'''

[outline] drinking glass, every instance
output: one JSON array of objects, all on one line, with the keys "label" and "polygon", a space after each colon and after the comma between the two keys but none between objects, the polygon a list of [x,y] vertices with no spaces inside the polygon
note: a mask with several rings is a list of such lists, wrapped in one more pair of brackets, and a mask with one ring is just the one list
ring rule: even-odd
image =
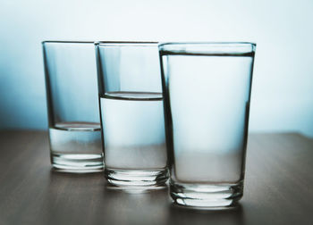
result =
[{"label": "drinking glass", "polygon": [[174,203],[222,207],[242,196],[255,48],[159,46]]},{"label": "drinking glass", "polygon": [[42,44],[51,163],[61,171],[103,171],[94,44]]},{"label": "drinking glass", "polygon": [[115,187],[168,179],[157,43],[96,43],[105,174]]}]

'''

Copy the entries above line for line, character for character, omitting the pictures.

[outline] drinking glass, every instance
output: one JSON array of objects, all on one line, with the keys "label" and "polygon", a space after each colon and after the comma between the two keys but none between objects, the polygon a list of [x,y] vertices with no spaces inside the polygon
note: a mask with several rings is a list of such lists, wrapped in one more pair of brackets, and a mask with one ring is just the one list
ring rule: even-odd
image =
result =
[{"label": "drinking glass", "polygon": [[174,203],[222,207],[242,196],[255,48],[159,46]]},{"label": "drinking glass", "polygon": [[42,44],[51,163],[61,171],[103,171],[94,44]]},{"label": "drinking glass", "polygon": [[115,187],[168,179],[157,43],[96,43],[105,174]]}]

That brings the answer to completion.